- **What is expected**: Reproduce every one of the records below word for word, leaving the pictures out.

- **Provided records**:
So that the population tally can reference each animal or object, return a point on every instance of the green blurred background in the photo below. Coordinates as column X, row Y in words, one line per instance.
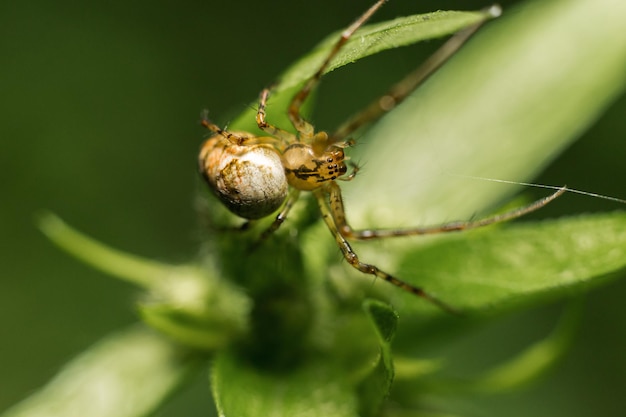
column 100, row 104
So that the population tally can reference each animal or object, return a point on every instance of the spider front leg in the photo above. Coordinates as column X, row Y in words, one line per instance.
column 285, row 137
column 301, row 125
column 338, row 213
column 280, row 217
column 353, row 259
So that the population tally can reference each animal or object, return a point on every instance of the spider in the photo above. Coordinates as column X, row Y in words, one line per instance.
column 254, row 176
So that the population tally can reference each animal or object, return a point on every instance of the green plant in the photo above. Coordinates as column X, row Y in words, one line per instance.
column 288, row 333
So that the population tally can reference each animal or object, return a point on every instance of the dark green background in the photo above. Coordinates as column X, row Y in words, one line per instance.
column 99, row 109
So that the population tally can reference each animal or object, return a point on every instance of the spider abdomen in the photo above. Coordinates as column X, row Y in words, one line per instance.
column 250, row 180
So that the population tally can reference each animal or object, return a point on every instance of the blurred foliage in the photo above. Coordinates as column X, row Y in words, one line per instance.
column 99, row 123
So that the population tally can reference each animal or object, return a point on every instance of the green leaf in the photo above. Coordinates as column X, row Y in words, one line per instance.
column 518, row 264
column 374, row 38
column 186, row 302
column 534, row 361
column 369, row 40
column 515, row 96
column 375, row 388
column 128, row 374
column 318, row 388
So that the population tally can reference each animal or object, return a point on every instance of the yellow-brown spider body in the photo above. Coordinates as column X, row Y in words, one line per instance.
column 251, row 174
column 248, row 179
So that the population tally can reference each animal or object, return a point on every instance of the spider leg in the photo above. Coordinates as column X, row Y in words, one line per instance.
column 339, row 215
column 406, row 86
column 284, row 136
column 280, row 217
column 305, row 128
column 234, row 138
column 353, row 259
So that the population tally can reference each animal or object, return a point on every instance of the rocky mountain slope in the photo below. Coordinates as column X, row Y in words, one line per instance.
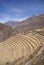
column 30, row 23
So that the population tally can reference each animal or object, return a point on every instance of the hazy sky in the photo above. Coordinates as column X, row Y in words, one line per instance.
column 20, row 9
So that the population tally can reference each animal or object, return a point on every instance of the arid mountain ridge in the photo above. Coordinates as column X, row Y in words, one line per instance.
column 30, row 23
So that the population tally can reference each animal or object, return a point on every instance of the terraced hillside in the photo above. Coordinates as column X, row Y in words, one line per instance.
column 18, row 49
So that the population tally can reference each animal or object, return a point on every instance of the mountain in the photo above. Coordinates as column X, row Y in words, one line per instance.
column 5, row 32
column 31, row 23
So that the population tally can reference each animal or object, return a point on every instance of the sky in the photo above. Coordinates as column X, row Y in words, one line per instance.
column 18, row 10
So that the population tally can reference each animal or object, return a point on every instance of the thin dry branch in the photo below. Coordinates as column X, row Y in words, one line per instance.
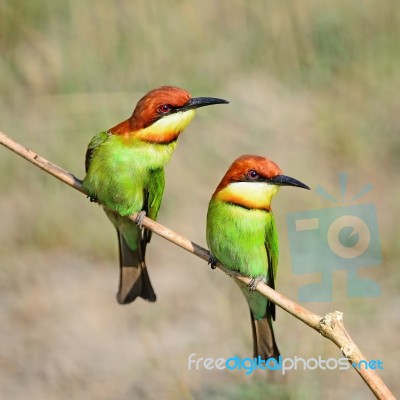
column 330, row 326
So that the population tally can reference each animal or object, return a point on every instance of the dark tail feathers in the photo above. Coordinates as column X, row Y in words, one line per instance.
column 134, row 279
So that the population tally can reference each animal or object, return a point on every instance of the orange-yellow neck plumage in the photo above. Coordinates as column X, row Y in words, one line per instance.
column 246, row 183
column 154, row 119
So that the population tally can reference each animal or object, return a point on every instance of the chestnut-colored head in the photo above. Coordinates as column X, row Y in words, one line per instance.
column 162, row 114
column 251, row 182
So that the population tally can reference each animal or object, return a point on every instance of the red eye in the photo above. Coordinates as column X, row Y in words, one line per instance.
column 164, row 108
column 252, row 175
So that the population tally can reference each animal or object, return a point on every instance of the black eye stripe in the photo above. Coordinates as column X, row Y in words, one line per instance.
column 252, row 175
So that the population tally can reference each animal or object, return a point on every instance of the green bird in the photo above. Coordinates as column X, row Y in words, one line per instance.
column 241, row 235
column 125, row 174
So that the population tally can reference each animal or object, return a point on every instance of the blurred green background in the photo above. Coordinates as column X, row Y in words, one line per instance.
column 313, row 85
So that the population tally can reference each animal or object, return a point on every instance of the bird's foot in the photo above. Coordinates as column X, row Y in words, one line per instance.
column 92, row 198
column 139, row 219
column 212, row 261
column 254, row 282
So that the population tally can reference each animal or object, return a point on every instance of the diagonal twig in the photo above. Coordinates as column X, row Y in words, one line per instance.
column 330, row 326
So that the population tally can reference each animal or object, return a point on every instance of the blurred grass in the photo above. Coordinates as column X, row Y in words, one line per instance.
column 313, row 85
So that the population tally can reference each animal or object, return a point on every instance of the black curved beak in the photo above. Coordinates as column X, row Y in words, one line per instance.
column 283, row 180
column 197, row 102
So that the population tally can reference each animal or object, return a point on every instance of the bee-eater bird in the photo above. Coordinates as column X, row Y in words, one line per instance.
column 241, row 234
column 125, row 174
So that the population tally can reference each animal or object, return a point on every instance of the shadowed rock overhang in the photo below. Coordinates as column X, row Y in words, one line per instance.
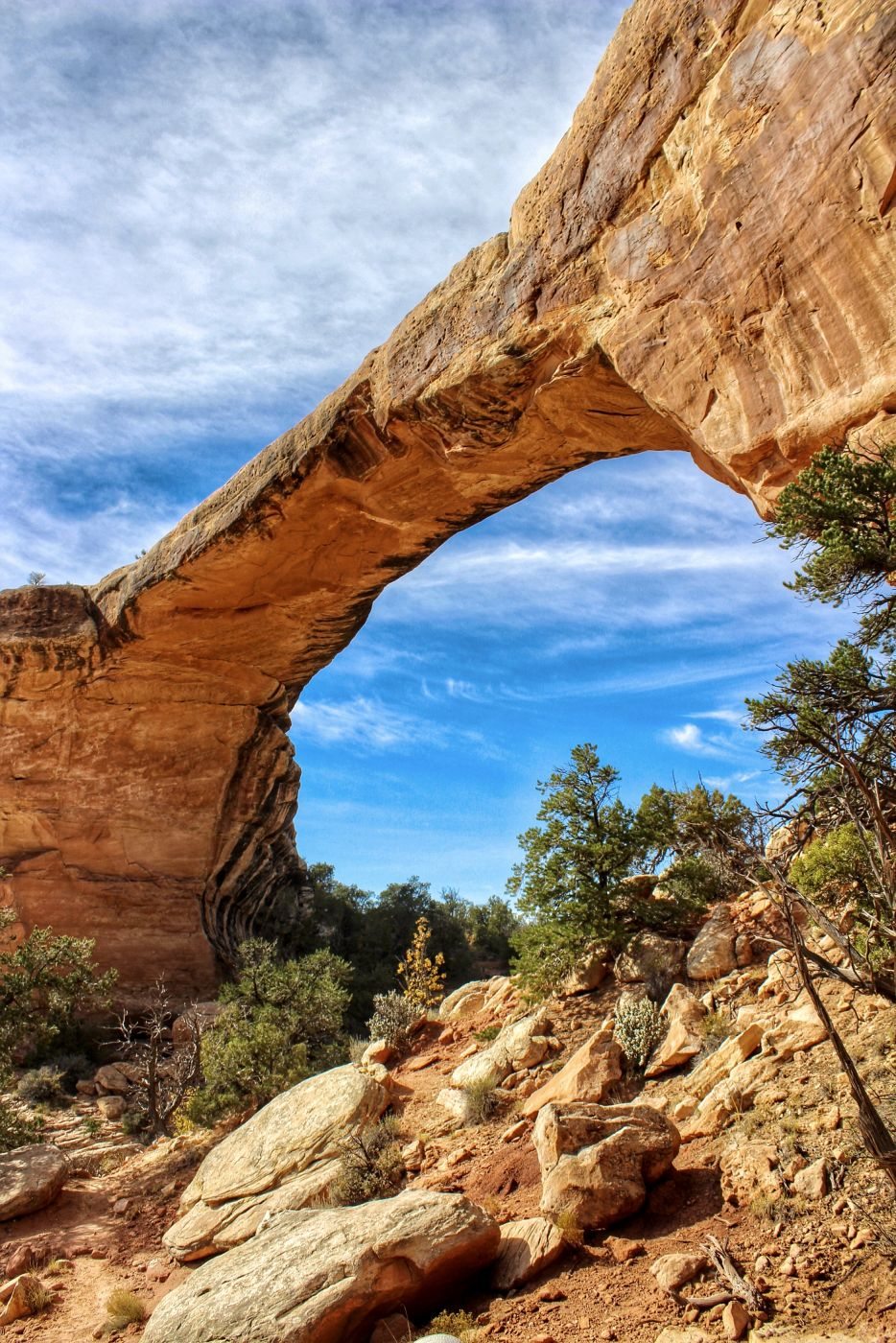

- **Answer**:
So that the population tally can reference each animal or object, return a point on every instance of the green blurred background in the photo below. Coordinates as column X, row Y in words, one line per instance.
column 100, row 104
So that the population tally can reference each animal or object, return a point on every instance of the spider front leg in the photo above. Coordinates as column X, row Y in words, one line per instance.
column 285, row 137
column 301, row 125
column 338, row 213
column 280, row 217
column 353, row 259
So that the population tally can reference each animal or object, return a point on every instance of the spider in the photo above. Coordinates as column X, row Y in words, one line per instance.
column 254, row 176
So that the population tally can reference each animal or object, return a point on every instance of the green plant in the photo above. Coordinates as column X, row Y in words, one line per instance.
column 288, row 333
So that the population tally can reference each animal or object, return a point on every instance of the dark green background in the photo above. Coordinates as column X, row Y in words, one line per instance.
column 99, row 109
So that the population tally can reference each animal or object, return a point on every instance of the spider abdomen in the photo above. Coordinates as column X, row Y in words, one line per instance.
column 250, row 180
So that the population tally can reference each animal or object, return a point on every instance of the blurred foliage in the photo above. Coordinates as column X, row Y in words, one line per instance.
column 99, row 123
So that the population tally can reference each animal or object, return a point on every instance of the green leaf in the photo above. Coordinates as column X, row Y in words, one line per instance.
column 518, row 264
column 374, row 38
column 186, row 302
column 534, row 361
column 369, row 40
column 515, row 96
column 375, row 388
column 128, row 374
column 318, row 388
So that the population tally can reference each animal or object, return a point on every instance of the yellow-brown spider body in the photo above. Coordinates as column X, row Y in words, one line per instance.
column 251, row 174
column 248, row 179
So that the population tally can reference each animal or object, return a point on every instance of the spider leg in the photo above. Coordinates as column X, row Y in words, one line per instance.
column 339, row 215
column 406, row 86
column 284, row 136
column 280, row 217
column 305, row 128
column 234, row 138
column 353, row 259
So that the population tally can reference each animal or object, return a point on every instance of the rocky mountain slope in the photo below. Coordinates as column X, row Y in words, one line per instance.
column 30, row 23
So that the population tally can reference each animal or object, return a point on every instance of the hazy sky in the photo above. Coordinates as column X, row Y in words, one line per instance.
column 20, row 9
So that the population tally can reference each animal or object, return a point on every instance of the arid mountain ridge in the photo above. Coordinates as column X, row Y in words, one line per instance.
column 30, row 23
So that the population tally can reference each animal or object, return a point on every instance of the terraced hillside in the photo above. Coordinates as column X, row Y in words, one line per instance.
column 18, row 49
So that the population tally can reference each animal or object, return a point on every instance of the mountain in the photo above. Coordinates as column X, row Y in words, one line per instance.
column 5, row 32
column 31, row 23
So that the population tally can reference each animal or object, return a point on every instance of the sky in the photo above. Coordinates as column X, row Y in words, one line per instance.
column 18, row 10
So that the population tally can reference each animal or object, return a point on every instance of the thin dry branch in the photo below. Coordinates as column X, row Y in words, one line per instance.
column 330, row 326
So that the population tally can reference each animal or object, return a point on every instance of the dark tail feathers in the photo above. Coordinates as column X, row Y in words, one line per instance.
column 134, row 279
So that the population tally can reference each animal or object, return a point on every instance of the orange-yellow neck plumage in the photo above. Coordinates as column X, row Y in words, one line per instance.
column 246, row 183
column 154, row 119
So that the population tally can reference each animal or object, return a point on every instance of the chestnut-colored head in the photo above. Coordinates as column X, row Y in words, one line per instance.
column 162, row 114
column 251, row 182
So that the population tally can reference each animal or object, return a point on every instance of the red eye in the photo above. Coordinates as column X, row Y in words, one line per instance.
column 164, row 108
column 252, row 175
So that the population tally can reference each animal or object, return a point on every instance of the black eye stripe in the photo above. Coordinates as column X, row Y in words, one line per instance.
column 252, row 175
So that the population tally can reference each animal or object, return a point on every instance of the green bird in the photo above. Coordinates as column X, row Y in words, one line per instance.
column 241, row 235
column 125, row 174
So that the population tally can reference each animal or object, return a point on every instance of the blurred green background in the photo above. Coordinates as column X, row Y in words, one line per instance.
column 313, row 85
So that the population tally can reference each animal or object, return a point on every instance of the bird's foot in the photo above. Coordinates as column X, row Y in words, one line per instance.
column 92, row 198
column 139, row 219
column 212, row 261
column 254, row 282
So that the population tally can reference each animal or object, return a point on every instance of the diagonal twig in the photo above. Coordinates as column X, row Y in words, one line per instance.
column 330, row 326
So that the population tally can reference each animal or object, return a point on every instance of the blurred grass in the photo above. Coordinates as column X, row Y in words, one line per instance.
column 313, row 85
So that the population tally can reference each animal or object, return a point on every instance of the black curved beak in the photo above. Coordinates as column X, row Y in words, one line per instance.
column 283, row 180
column 197, row 102
So that the population tally can reference each animal or object, return a point on every instance of the bee-eater bird in the photo above. Coordinates as column X, row Y in words, one line per instance.
column 241, row 234
column 125, row 174
So that the population tally can reference each animal or object, return a point on every instance of the shadowed rock overhang in the photo below. Coordinates as column X, row Y in words, one line per instance.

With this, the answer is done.